▶ [DOCUMENT]
This was going to be an April Fools’ Day post.
I was going to come up with a really clever concept and execute it in a sneaky enough fashion that you would reach the end of the post and realize you’d just spent several minutes reading what you thought was one thing but was actually another. April Fools’! The joke is on you. Heh. In the meantime, I’d be sitting somewhere in front of a computer screen giggling. It was going to be great.
Then the deadline got closer. And closer. And I never came up with a really clever concept.
I’m not a humorous writer, not like Bart and Lauren are. I understand this about myself. I kind of pretend like I forget sometimes, though. Then I go through this whole range of emotions: tasting possibility, hopefulness rising, sitting down to a blank screen, words coming out and taking me on a journey with them. And then I end up with another earnest, heartfelt, introspective collection of thoughts that’s nothing like I wanted at all. I’ve been a journaler since graduating from high school. This is the kind of writing that comes out naturally. Or, fine, also when I’m being lazy.

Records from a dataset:
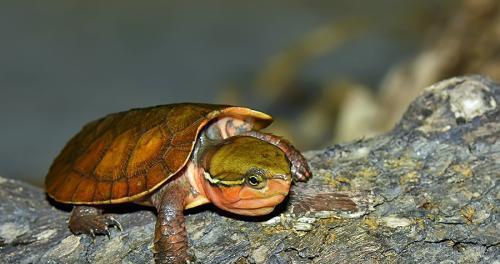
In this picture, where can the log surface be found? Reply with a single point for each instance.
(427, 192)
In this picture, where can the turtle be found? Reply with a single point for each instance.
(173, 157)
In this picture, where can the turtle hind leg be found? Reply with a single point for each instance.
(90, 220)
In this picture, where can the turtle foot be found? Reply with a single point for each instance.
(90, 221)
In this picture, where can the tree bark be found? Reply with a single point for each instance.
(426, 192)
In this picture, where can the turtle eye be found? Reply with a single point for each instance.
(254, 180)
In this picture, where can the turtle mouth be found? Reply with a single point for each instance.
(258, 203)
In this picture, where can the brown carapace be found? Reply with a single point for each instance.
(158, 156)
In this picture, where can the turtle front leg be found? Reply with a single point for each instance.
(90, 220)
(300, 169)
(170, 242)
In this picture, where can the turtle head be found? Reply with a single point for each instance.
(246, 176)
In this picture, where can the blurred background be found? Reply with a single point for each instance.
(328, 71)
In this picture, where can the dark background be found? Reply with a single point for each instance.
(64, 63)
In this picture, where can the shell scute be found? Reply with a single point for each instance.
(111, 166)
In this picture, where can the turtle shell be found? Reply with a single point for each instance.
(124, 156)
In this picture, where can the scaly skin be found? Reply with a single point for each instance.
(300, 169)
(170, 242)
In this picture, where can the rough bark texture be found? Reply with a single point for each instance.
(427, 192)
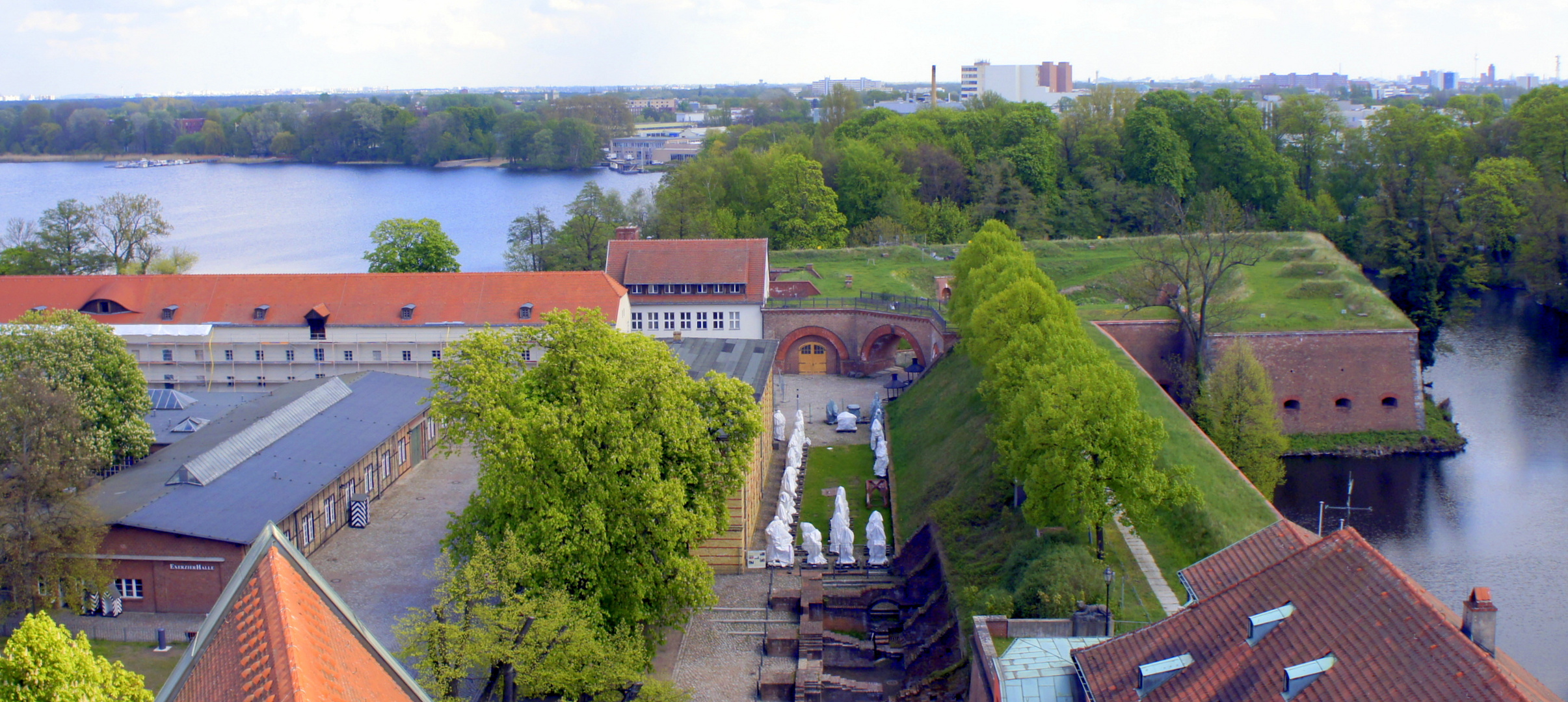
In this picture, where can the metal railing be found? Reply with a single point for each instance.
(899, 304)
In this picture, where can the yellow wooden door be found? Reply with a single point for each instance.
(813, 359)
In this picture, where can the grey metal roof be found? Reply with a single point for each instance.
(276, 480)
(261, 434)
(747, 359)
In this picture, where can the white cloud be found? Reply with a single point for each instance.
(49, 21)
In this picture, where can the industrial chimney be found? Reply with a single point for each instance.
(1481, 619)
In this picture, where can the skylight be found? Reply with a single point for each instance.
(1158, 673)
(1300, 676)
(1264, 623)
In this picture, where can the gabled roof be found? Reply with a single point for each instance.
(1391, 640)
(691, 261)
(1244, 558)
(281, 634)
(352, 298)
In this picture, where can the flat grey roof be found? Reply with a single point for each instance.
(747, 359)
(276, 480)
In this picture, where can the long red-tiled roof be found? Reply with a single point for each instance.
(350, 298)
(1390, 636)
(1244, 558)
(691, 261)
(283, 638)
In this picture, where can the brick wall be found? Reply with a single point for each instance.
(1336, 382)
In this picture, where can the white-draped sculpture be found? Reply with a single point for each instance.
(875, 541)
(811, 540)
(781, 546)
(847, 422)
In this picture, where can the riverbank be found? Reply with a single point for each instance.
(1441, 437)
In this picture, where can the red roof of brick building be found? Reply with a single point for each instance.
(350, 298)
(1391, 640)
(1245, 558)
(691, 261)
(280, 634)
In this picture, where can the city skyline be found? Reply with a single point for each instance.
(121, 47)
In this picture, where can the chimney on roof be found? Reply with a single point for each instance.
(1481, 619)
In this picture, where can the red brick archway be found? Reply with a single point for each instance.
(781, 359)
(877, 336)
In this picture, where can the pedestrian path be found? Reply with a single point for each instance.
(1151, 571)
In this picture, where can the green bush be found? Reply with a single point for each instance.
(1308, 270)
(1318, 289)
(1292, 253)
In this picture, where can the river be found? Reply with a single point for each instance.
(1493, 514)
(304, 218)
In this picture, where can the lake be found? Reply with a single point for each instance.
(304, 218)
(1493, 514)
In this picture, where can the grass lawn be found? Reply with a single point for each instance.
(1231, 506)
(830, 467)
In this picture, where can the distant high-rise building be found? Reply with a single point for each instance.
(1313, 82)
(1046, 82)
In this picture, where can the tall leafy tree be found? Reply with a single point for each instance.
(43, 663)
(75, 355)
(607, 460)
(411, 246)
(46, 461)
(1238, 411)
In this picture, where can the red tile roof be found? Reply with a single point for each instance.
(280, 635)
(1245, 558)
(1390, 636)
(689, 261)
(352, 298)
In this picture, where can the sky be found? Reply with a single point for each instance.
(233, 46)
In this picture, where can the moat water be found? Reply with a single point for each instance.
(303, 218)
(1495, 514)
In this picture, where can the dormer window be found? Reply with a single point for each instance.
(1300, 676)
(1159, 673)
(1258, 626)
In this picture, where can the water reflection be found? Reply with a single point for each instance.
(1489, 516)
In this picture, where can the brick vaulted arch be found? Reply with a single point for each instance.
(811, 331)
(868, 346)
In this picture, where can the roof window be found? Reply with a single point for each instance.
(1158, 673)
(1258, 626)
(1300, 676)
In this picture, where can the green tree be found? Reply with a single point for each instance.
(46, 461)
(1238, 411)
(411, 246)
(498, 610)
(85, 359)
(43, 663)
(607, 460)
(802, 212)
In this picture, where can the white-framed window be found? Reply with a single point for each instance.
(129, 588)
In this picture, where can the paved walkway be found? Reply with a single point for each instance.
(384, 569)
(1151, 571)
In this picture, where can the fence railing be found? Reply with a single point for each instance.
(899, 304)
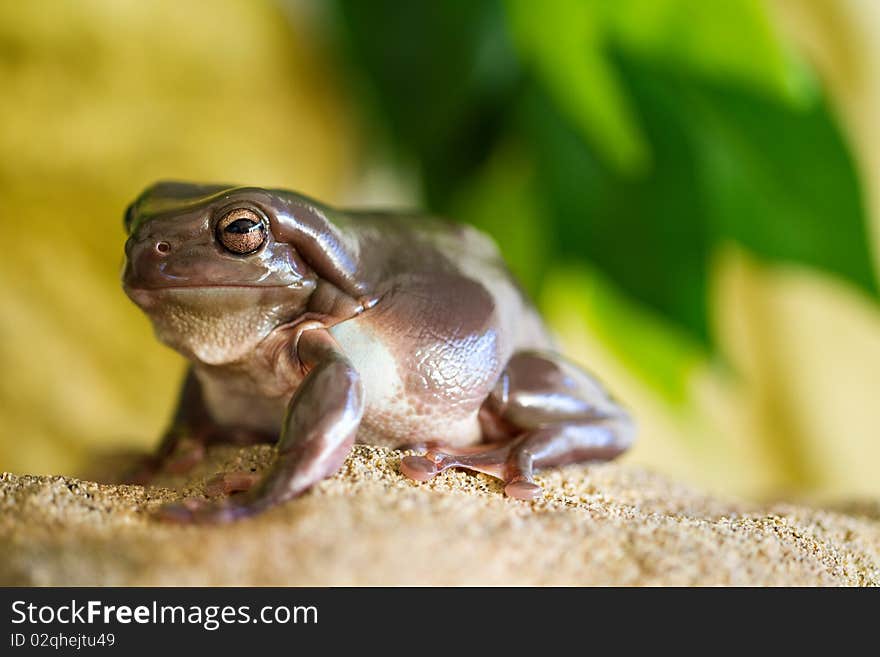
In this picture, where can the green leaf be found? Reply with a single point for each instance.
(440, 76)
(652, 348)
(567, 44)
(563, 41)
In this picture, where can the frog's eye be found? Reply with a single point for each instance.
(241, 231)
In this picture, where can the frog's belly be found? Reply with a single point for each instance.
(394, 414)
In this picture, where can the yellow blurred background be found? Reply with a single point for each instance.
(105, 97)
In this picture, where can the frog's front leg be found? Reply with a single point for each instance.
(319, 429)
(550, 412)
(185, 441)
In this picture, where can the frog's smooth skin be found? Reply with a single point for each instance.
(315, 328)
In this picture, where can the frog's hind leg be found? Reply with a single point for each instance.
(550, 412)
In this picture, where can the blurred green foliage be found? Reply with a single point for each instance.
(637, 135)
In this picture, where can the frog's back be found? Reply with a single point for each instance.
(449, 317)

▶ [WORK TO BE COMPLETED] Pick up the blog post about the abandoned April Fools' Day idea where it stops and keep writing it.

▶ [EXERCISE ANSWER]
This is okay. Not everyone can be everything they want to be, do everything they want to do. Most of the time I don’t want to be a funny writer. When the urge does strike, I think it’s more that I want to prove something to myself.
A couple of days ago, one of my friends made a very deadpan sarcastic comment about my hoarse, recovering-from-laryngitis voice; then, about a minute later, he asked, “You realize I was joking, right?”
Am I supposed to interpret this like I don’t know how to take a joke? I didn’t take it this way. But am I supposed to?
If there was one thing I learned from four years working in publishing, it was that positioning yourself is everything. If you can’t pitch your project in one sentence, maybe two, preferably referring to mashups of already existent works—”It’s Hunger Games meets Game of Thrones starring Jane Eyre”—you won’t even get in the door. You won’t even make it past a cursory skim of the cover email. You will fit into a genre and you will be sold in this genre. If you try to leave the genre, or the age range, people will grow uncomfortable about giving you that new contract (well, if what you’ve been doing is working, anyways). So knowing what category you aren’t is almost as useful as knowing what category you are.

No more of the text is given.